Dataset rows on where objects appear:
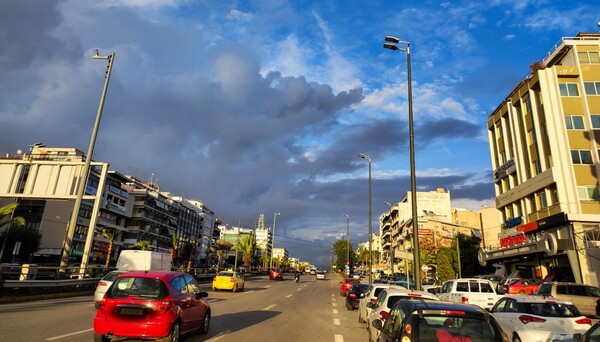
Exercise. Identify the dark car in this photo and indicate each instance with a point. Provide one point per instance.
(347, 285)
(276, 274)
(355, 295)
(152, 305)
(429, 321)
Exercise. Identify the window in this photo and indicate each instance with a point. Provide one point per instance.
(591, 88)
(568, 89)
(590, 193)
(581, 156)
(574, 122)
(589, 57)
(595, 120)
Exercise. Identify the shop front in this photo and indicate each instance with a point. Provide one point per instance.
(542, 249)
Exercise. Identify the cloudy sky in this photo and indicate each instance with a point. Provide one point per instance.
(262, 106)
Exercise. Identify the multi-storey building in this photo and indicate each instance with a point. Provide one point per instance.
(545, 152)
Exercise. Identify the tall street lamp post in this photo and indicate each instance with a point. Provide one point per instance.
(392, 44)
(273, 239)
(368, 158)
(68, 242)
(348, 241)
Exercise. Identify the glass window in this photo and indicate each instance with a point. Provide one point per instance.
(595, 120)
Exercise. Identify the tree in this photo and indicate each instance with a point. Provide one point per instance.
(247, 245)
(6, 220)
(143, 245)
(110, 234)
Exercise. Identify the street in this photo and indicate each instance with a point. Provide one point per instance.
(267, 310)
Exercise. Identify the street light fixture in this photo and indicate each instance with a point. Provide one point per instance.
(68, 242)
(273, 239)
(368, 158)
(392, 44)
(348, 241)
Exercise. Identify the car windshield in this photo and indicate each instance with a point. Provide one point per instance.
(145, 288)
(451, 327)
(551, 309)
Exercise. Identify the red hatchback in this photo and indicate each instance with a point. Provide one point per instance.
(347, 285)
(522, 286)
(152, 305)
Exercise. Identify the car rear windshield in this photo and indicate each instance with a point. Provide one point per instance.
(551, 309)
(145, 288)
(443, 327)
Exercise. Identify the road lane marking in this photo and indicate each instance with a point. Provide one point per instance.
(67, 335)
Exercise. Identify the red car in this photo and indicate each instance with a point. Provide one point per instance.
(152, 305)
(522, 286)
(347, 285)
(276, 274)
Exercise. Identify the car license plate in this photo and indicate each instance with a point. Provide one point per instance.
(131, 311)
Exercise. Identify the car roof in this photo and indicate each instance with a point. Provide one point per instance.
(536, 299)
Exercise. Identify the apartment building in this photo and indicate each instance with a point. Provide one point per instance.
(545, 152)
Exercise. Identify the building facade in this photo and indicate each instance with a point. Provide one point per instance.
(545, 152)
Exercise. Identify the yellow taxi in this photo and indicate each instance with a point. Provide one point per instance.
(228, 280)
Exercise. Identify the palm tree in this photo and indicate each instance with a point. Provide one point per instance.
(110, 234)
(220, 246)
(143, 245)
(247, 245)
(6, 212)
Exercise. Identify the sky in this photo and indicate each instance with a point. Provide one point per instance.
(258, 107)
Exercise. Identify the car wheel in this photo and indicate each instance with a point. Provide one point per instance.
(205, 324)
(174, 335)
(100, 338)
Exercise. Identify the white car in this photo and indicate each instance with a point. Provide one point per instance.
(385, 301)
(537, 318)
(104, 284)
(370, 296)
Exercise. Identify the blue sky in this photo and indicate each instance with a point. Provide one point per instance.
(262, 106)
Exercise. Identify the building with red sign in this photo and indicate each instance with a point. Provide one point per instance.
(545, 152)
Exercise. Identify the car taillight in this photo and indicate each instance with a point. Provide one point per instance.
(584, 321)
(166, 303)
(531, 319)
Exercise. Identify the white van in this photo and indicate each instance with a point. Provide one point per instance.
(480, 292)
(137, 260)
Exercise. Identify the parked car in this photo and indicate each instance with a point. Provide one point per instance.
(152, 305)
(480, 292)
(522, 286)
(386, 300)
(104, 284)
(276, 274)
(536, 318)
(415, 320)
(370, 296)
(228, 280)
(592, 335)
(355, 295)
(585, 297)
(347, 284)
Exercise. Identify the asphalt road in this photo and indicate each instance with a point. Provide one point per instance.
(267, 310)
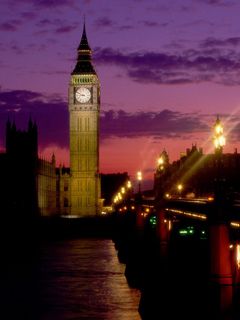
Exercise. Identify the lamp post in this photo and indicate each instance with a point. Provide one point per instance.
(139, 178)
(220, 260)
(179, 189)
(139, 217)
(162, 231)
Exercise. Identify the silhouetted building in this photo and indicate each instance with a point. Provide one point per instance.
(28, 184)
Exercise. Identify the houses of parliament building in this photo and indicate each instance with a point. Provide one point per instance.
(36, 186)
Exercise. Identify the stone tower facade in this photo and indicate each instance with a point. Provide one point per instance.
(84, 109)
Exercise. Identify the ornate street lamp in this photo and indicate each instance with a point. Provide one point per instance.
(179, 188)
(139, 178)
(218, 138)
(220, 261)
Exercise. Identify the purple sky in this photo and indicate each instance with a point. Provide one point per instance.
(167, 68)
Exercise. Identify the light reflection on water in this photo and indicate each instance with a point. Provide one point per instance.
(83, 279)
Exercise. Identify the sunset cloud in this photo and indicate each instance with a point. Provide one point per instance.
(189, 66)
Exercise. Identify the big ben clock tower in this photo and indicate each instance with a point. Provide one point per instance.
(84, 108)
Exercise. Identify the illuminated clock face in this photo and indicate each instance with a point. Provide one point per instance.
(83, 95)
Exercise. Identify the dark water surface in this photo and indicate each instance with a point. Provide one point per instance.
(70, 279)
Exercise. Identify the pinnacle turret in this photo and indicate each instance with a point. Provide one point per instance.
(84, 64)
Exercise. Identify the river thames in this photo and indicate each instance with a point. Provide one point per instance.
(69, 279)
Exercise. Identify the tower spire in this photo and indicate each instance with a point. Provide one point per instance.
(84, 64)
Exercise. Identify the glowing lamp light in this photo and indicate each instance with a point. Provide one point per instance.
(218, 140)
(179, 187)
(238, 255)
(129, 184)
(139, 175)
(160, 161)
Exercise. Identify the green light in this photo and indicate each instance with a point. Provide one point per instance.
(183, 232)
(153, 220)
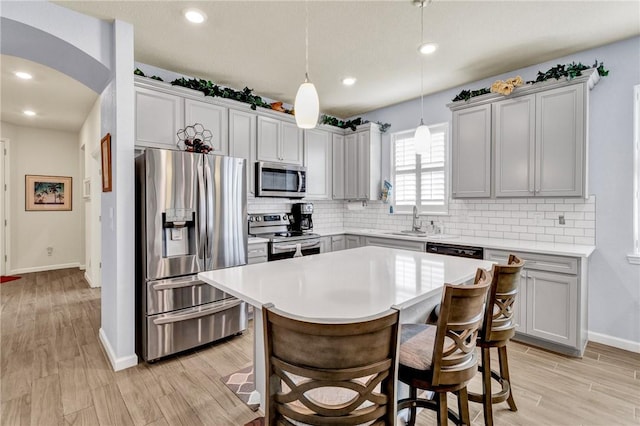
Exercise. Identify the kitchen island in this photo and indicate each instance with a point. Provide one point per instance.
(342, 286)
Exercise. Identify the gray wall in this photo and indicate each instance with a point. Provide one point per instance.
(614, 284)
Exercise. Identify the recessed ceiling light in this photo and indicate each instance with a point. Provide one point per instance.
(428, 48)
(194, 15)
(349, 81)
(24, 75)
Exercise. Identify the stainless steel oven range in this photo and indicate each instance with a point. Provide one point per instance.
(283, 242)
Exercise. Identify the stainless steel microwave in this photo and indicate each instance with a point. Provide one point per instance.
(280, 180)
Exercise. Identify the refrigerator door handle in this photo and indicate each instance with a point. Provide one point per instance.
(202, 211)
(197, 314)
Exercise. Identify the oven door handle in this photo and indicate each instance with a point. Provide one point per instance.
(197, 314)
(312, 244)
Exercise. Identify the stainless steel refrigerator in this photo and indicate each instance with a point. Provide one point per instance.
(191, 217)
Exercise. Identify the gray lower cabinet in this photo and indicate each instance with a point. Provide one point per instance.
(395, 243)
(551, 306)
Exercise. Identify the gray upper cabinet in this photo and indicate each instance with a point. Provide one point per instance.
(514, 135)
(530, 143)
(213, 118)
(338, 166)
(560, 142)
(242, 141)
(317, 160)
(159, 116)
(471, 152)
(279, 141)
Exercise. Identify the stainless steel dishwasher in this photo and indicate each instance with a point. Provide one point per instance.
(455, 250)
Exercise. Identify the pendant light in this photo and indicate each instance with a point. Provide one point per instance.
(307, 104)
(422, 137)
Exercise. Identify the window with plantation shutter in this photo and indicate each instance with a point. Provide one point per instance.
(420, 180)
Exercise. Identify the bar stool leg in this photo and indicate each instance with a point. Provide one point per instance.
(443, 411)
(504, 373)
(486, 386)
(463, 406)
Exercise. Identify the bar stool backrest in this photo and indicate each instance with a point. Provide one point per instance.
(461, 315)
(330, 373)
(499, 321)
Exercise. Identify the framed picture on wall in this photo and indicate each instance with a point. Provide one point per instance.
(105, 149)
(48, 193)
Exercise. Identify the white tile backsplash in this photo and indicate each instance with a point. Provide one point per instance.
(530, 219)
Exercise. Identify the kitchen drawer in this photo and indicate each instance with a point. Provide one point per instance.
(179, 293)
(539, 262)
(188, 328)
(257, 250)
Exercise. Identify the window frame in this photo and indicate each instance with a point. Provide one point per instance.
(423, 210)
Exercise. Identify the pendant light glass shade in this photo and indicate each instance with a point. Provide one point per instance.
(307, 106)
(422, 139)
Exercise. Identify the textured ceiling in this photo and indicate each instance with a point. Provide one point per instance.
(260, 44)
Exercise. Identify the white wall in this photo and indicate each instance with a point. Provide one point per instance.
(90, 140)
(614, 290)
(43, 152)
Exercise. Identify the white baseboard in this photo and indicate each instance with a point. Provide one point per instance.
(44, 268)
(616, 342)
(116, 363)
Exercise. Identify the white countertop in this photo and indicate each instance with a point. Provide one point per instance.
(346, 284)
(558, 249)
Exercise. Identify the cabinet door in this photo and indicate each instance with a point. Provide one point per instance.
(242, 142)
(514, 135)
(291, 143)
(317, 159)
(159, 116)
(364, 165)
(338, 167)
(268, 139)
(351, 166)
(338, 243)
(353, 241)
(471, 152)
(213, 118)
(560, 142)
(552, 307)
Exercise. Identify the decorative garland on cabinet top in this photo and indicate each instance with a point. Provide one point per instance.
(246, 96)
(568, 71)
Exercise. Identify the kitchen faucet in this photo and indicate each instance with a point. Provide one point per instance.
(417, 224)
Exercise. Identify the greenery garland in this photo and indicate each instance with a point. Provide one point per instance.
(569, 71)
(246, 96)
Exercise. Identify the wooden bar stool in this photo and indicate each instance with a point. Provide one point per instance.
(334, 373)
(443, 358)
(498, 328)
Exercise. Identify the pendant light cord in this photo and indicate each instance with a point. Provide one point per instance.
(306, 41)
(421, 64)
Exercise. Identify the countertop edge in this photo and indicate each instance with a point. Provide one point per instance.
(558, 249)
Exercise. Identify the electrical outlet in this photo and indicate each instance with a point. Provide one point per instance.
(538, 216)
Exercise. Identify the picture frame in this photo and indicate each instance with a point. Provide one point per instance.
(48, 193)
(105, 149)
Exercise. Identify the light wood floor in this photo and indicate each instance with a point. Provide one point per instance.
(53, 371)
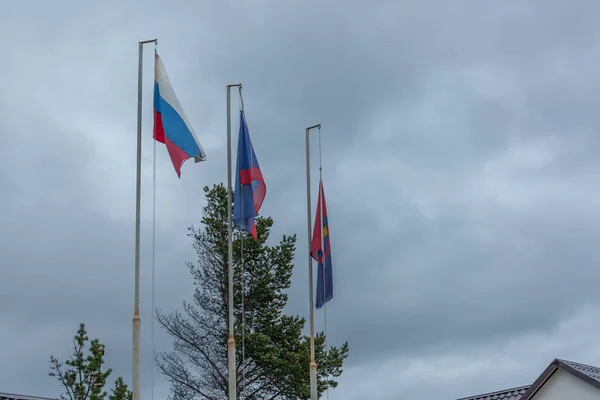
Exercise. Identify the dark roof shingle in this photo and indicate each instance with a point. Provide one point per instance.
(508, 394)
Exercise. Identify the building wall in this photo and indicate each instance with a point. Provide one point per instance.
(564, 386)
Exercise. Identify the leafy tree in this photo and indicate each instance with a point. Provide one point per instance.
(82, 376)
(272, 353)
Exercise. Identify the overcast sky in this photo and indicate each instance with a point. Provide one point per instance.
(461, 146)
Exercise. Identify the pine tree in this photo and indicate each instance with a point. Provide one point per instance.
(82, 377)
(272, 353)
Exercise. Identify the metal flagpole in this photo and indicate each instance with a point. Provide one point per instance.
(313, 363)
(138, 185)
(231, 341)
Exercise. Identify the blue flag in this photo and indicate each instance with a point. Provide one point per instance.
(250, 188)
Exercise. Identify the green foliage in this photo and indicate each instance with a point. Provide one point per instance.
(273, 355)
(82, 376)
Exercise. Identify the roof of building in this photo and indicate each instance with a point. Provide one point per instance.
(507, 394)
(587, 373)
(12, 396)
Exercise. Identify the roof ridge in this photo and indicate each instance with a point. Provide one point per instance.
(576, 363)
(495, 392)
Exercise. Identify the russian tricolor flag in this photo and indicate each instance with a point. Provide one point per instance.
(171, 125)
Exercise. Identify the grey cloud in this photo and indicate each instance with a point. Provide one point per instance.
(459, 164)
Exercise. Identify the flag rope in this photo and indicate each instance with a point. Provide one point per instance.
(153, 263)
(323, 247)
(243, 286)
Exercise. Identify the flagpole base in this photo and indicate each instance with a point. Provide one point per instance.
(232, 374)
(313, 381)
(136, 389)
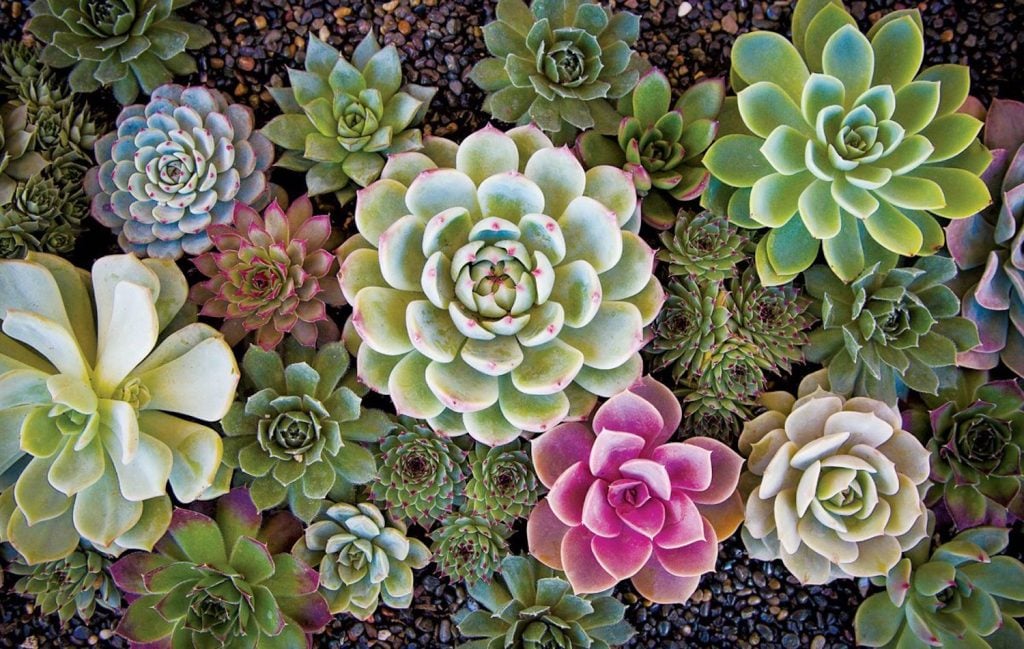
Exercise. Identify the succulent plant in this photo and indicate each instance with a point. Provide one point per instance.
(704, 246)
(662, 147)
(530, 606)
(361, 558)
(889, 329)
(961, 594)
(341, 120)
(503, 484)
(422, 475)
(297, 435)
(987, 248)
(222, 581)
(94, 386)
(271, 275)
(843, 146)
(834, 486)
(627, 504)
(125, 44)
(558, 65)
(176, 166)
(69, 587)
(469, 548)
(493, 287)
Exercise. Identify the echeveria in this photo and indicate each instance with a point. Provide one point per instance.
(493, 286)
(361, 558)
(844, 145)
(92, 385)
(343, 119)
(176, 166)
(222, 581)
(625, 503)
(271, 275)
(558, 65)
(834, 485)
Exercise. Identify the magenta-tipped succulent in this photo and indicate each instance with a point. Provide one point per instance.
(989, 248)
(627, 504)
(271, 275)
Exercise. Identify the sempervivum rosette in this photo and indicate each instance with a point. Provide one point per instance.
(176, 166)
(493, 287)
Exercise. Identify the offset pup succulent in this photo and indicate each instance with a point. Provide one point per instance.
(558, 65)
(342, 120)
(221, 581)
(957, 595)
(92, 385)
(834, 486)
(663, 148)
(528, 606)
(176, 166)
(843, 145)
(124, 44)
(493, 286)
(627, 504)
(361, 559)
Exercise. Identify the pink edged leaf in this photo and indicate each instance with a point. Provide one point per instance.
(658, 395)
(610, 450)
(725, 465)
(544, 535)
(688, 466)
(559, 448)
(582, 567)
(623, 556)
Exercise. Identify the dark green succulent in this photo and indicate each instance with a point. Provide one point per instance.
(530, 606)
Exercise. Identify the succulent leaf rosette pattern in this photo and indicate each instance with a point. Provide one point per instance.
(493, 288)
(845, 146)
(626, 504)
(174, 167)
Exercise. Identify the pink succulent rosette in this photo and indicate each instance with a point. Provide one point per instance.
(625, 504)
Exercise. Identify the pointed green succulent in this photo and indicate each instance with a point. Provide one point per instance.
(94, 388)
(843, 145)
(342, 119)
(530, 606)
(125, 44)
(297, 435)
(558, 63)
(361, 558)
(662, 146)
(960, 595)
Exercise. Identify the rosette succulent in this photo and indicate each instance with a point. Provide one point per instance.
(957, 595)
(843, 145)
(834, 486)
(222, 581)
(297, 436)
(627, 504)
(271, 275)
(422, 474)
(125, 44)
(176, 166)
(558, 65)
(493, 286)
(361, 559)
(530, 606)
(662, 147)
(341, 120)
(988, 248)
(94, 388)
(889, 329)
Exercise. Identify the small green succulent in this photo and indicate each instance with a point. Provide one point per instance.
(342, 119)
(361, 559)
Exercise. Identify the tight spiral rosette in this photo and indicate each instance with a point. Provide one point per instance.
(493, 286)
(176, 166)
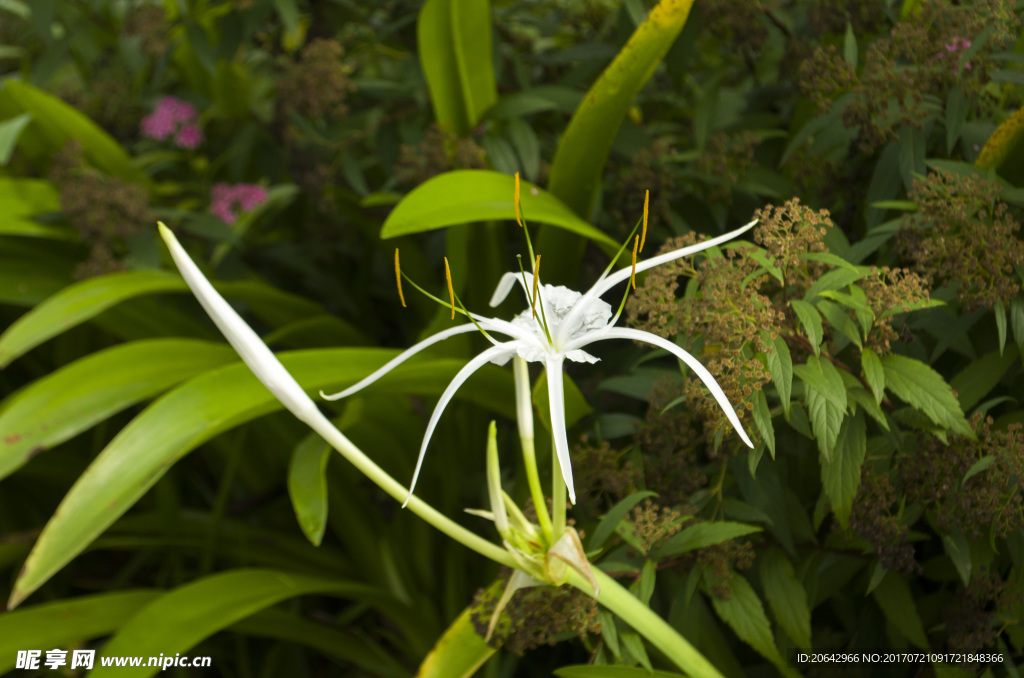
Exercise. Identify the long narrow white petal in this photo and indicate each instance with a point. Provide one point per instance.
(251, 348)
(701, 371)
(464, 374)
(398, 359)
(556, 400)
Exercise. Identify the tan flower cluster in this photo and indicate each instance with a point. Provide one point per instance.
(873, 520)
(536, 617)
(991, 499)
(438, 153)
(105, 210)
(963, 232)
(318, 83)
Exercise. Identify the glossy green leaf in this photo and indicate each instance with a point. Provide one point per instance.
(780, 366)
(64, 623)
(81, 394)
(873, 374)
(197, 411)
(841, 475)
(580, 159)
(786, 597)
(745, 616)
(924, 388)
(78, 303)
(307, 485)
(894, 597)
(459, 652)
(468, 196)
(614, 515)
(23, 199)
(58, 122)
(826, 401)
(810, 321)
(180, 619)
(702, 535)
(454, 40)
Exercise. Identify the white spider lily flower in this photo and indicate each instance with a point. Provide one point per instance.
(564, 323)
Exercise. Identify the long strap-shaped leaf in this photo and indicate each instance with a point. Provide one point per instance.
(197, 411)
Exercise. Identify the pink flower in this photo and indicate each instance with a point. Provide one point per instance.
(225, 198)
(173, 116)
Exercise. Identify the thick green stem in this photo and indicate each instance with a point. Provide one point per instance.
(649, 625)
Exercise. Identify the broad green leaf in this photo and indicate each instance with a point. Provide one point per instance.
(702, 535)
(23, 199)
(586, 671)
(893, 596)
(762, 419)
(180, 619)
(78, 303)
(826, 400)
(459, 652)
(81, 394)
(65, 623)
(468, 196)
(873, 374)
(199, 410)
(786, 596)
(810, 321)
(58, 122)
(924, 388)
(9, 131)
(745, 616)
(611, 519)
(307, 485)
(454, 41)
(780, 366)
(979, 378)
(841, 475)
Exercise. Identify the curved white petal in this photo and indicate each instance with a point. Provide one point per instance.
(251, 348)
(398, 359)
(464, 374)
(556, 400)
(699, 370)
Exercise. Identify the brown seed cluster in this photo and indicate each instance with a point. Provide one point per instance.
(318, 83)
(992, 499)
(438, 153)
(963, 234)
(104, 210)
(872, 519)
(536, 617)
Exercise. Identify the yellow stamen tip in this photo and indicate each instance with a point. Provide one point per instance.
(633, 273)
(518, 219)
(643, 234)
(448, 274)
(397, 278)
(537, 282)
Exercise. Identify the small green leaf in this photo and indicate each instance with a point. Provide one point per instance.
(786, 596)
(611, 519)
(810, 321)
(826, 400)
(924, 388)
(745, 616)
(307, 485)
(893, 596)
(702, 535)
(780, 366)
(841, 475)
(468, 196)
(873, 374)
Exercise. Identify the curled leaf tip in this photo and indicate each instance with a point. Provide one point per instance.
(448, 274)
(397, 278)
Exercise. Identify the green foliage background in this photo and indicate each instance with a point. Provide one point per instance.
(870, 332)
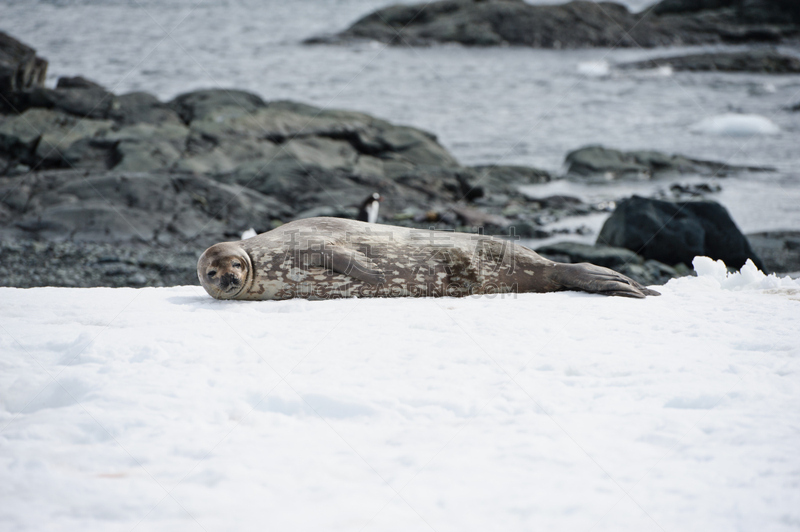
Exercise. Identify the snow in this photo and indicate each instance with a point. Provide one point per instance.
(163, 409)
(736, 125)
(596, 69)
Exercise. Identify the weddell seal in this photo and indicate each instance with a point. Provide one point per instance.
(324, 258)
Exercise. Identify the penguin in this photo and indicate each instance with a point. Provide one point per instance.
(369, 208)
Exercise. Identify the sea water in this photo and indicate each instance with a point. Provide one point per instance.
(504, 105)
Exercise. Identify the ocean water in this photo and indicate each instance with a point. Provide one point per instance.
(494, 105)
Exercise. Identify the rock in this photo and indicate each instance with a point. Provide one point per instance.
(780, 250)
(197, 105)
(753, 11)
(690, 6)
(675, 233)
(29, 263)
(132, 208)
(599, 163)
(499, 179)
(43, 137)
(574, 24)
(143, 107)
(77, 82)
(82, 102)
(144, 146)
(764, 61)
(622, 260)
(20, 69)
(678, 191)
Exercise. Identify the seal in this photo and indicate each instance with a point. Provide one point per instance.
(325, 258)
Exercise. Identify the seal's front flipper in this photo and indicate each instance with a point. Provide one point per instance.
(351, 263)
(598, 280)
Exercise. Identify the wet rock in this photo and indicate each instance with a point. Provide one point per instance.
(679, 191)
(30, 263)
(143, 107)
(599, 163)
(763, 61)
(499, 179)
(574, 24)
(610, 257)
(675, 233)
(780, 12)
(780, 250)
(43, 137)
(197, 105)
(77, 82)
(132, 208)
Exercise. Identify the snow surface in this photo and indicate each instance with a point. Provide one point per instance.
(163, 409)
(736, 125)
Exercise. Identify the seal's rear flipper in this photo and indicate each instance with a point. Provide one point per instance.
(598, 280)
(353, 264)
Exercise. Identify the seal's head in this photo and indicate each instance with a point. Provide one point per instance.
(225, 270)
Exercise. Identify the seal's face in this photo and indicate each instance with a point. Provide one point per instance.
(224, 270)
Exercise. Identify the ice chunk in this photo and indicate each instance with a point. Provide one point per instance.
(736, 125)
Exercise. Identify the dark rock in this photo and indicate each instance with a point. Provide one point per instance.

§ WHAT YOU SHOULD DO:
Reproduce the final stretch of the data above: every line from the one holding "Exercise. Identify the seal's front" through the end, inclusive, exactly as written and nothing else.

§ FINAL ANSWER:
Exercise. Identify the seal's front flipper in this photo and indicate each instance with a point. Provide one point per instance.
(351, 263)
(598, 280)
Exercise. Identify the wet rock in this photo and indicate each instance with a point. Provide one point per instance.
(679, 191)
(30, 263)
(143, 107)
(599, 163)
(763, 61)
(499, 179)
(574, 24)
(610, 257)
(675, 233)
(780, 12)
(780, 250)
(43, 137)
(197, 105)
(77, 82)
(132, 208)
Exercise. Identify the snow surface in this photo and indicate each instance with a point. Provide one point per instance.
(163, 409)
(736, 125)
Exercise. Identify the seal's rear flipper in this photo and indicate each instance with a point. Provide one point per instance.
(598, 280)
(353, 264)
Exercise. Identify the seal's head in this photo and indicate each instance with a point. Provide one point per instance.
(225, 270)
Exercise. Identify the seal's face in this photo and indicate each instance with a point. Provide one point per instance.
(224, 270)
Exercise. Identify the ice chunk in this photo and indicate each instance with a point. Provide one point per instance.
(736, 125)
Exercise. Identify the dark rock in this photo and indicate each instance with a point. Provide one point per instance.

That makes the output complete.